#### Entries provided
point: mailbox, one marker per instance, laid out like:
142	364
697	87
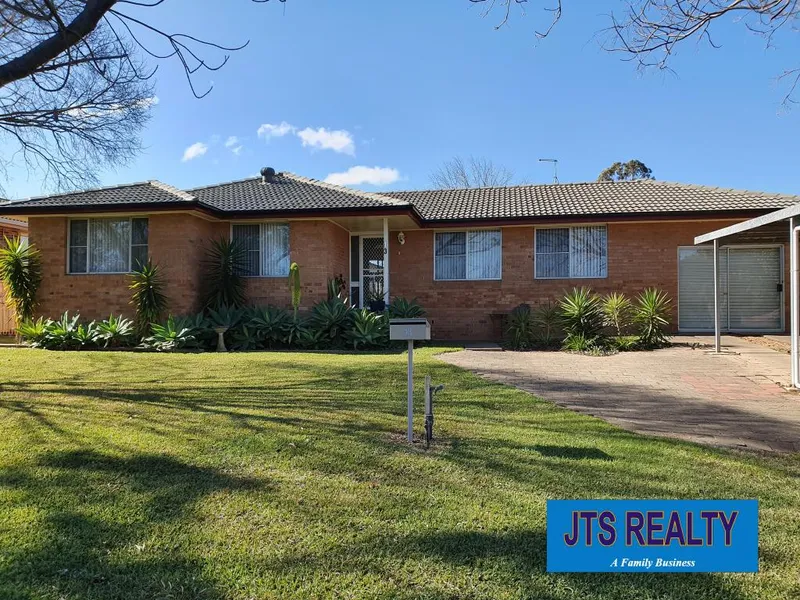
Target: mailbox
409	329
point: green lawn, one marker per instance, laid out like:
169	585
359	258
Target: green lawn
277	475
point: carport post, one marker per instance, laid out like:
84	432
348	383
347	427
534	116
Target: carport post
717	345
793	297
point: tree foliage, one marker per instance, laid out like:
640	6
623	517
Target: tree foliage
628	171
474	172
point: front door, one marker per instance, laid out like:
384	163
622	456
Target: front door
366	270
750	283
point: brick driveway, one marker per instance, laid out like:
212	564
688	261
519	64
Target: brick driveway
737	399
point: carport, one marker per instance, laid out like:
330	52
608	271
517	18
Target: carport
773	228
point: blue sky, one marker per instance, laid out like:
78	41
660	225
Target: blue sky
403	86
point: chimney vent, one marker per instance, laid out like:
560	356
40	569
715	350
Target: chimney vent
267	175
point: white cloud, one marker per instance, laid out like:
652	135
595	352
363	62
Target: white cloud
268	130
194	151
337	140
361	175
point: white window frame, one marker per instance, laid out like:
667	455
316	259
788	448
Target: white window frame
88	246
261	249
466	233
569	262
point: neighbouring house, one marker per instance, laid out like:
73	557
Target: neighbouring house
9	228
469	256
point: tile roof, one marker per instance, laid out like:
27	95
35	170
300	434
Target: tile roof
145	192
585	199
286	193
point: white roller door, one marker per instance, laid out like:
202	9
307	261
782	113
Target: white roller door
751	297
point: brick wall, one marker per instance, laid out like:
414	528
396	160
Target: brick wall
640	255
177	243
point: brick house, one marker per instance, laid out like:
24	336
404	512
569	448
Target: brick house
467	255
9	228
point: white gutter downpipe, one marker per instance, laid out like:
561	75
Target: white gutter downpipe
794	272
717	341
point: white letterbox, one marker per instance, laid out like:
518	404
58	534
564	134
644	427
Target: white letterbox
409	329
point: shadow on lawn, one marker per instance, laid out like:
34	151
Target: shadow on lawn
99	513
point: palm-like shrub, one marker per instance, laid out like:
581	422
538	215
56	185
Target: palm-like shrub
115	332
617	312
581	313
272	324
401	308
367	330
148	297
21	274
169	336
225	283
652	318
519	328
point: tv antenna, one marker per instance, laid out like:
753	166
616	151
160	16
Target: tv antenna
555	167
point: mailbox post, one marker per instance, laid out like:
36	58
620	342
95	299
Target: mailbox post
410	330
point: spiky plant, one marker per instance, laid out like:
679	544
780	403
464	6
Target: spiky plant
225	266
21	274
148	297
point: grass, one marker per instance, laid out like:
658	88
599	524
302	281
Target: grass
277	475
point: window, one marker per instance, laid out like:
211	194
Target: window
107	245
461	255
571	252
267	247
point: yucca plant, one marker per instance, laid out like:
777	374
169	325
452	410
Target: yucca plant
21	274
581	313
617	312
115	332
652	318
519	328
225	266
401	308
367	330
148	297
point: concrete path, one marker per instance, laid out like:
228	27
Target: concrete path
736	399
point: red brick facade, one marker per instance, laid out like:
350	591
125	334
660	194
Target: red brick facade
640	255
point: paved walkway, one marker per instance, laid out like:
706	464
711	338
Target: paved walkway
736	399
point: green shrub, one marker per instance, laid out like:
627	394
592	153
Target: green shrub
148	298
331	318
21	275
581	314
617	310
224	266
652	318
272	324
547	324
401	308
519	328
115	332
33	332
169	336
367	330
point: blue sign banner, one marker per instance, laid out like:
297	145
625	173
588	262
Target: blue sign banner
652	536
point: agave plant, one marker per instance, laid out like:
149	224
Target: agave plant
225	267
367	330
581	313
272	325
115	331
401	308
21	274
169	336
616	312
519	328
147	285
652	318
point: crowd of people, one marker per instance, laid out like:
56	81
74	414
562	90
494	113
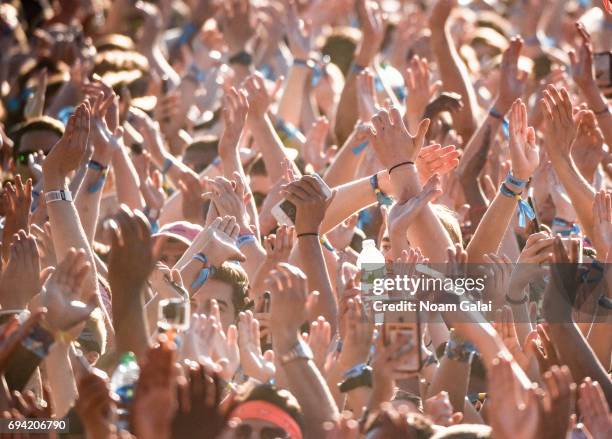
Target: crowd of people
########
Job: Extract every line of the entries above verbatim, leaving out the pictures.

Response to the exercise:
point: mailbox, one marker per instance, laid out like:
142	364
697	87
Target: mailbox
409	329
point: green lawn, one marker per instance, laid out like:
169	585
359	258
Target: green lawn
277	475
point: carport post, one marker per instance, laid out like:
84	432
348	383
347	427
534	116
Target: carport post
717	345
793	297
point: tree foliage, one marker per instance, laid out like:
640	6
623	517
Target: tree foliage
628	171
474	172
point: front door, one marker per instance, laid out like:
384	163
622	456
Target: front door
366	270
750	283
point: brick driveway, one marker per instance, laid out like:
212	564
688	261
519	64
Target: brick driveway
737	399
point: carport, one marker per instance, laid out like:
330	52
608	271
517	18
Target: carport
773	228
point: blue sky, one marker per instance, laid out like:
78	41
660	225
Target: blue sky
403	86
point: chimney vent, one marker per instance, laid out like:
560	356
40	569
715	350
Target: chimney vent
267	175
point: white cloud, one marker per instance, laid out like:
652	135
595	352
363	62
Target: white cloud
268	130
194	151
337	140
361	175
point: white window frame, one marker per instance, laid out like:
667	455
316	259
788	448
Target: white window frame
88	246
261	249
466	233
569	262
point: neighbouring house, one marker per instance, laid out like:
73	557
Target: neighbouring house
9	228
469	256
point: tile roof, one marker per instance, laid out like:
27	95
35	170
300	434
Target: tile roof
145	192
585	199
286	193
point: white roller door, one marker per instance, laid out like:
202	9
307	261
782	113
Target: white roller door
751	297
point: brick wall, one marker per instance, laid out like:
414	528
396	160
Target: brick wall
640	255
177	243
point: brick house, one marker per instance, laid out like:
24	336
404	512
569	448
Target: brick house
467	255
9	228
point: white gutter downpipe, one marker per instance, laid out like:
561	75
Target: white gutter downpipe
794	272
717	341
point: white letterbox, one marker per instance, laid out like:
518	404
58	534
564	134
644	427
Target: white letterbox
409	329
point: shadow on lawn, one marker per instance, laid out like:
34	151
Target: shadow on lawn
99	513
point: palm-like shrub, one marker per instance, laid out like:
581	422
538	215
56	185
Target: palm-like shrub
115	332
617	312
581	313
272	324
401	308
367	330
148	297
21	274
169	336
225	283
652	318
519	328
point: tv antenna, one marker per instance, laid out like:
753	166
616	151
160	16
Target: tv antenna
555	167
point: mailbox post, one marker per instance, laid out like:
36	58
620	342
95	299
Target: mailbox post
410	330
point: spiky plant, one marker per instance, laid out like:
679	544
780	403
464	6
Target: spiky plant
225	266
21	274
148	297
point: grass, one marker per instance, laid out like:
658	88
599	524
302	281
Target: grass
277	475
point: window, one marker per instance, laid out like:
211	194
Target: window
107	245
461	255
571	252
267	247
point: yucca plant, one marker per instance, laid out like:
777	374
169	325
452	410
Target: yucca plant
21	274
581	313
617	312
115	332
652	318
519	328
225	266
401	308
367	330
148	297
point: concrete path, one marker per instance, laid out like:
228	27
Target: concrete path
736	399
point: red brick facade, one marker per instance, laid out like:
350	591
125	334
660	194
Target: red brick facade
640	255
point: paved walkway, one marker per instance, laid out like:
706	464
711	338
Target: paved walkway
736	399
point: green shrub, one marker per instance, laid out like:
627	394
592	153
Target: green shrub
148	298
331	318
21	275
581	314
617	310
224	266
652	318
272	324
547	324
401	308
519	328
115	332
33	332
169	336
367	330
point: blue sign banner, one marker per instance, laid out like:
297	145
625	173
588	262
Target: blue sign banner
652	536
point: agave plant, one marker per instance, laid out like:
149	224
Target: agave plant
225	267
367	330
581	313
272	325
115	331
401	308
21	274
169	336
616	312
519	328
147	285
652	318
point: crowd of people, one marker per instance, laid out like:
56	81
74	414
562	90
494	113
Target: crowd of people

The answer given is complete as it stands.